§ Problem requirements:
Once the line with "mark: the innermost point of each instance of the student" is found in the entries below, print it and each following line exactly, stopping after the line with "mark: the innermost point of each instance of the light"; print nothing else.

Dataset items
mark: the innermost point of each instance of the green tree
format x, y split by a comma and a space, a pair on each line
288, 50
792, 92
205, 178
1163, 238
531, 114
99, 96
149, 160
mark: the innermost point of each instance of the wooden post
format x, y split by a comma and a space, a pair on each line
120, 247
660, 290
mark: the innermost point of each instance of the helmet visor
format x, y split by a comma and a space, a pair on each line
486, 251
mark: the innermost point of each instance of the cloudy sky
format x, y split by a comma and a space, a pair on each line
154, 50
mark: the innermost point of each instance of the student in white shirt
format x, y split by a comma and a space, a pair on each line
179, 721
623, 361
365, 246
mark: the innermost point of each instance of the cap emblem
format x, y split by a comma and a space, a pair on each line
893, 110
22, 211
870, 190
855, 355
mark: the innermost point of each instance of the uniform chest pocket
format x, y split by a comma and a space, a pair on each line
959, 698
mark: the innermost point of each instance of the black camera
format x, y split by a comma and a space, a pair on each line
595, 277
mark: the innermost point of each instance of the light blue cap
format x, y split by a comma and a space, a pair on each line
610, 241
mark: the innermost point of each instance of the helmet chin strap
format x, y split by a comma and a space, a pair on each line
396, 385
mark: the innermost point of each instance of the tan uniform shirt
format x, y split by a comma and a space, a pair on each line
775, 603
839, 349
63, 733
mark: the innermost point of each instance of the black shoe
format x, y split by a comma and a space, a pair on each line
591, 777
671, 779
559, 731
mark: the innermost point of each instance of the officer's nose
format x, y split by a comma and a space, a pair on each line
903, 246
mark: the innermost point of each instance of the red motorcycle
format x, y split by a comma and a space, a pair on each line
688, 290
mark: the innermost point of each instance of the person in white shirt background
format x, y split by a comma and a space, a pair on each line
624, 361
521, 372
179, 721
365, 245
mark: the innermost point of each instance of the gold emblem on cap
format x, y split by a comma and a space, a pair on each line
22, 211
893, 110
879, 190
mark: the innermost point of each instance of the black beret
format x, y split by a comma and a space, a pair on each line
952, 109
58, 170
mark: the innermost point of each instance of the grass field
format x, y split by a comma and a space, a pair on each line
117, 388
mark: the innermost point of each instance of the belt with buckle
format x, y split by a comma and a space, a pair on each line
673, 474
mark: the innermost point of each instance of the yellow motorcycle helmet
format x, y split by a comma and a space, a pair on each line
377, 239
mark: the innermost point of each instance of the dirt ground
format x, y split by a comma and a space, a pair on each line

§ Task answer:
mark: the innermost point of each instance of the student in white shirt
format x, y split by a comma and a space, a pair on each line
179, 721
623, 361
365, 246
mark: the innermost point of each instance of the cap emblem
format x, y split by a comma and a space, a pair on each line
893, 110
22, 211
870, 190
855, 355
mark: the innermost point of each instance of the uniform chest pocket
format x, y split by a comma and a space, a pair on each line
959, 698
mark: the innermost point of each instance of the black camera
format x, y split by a comma and a space, a pair on each line
595, 277
mark: the innermost point of each instance of the light blue cap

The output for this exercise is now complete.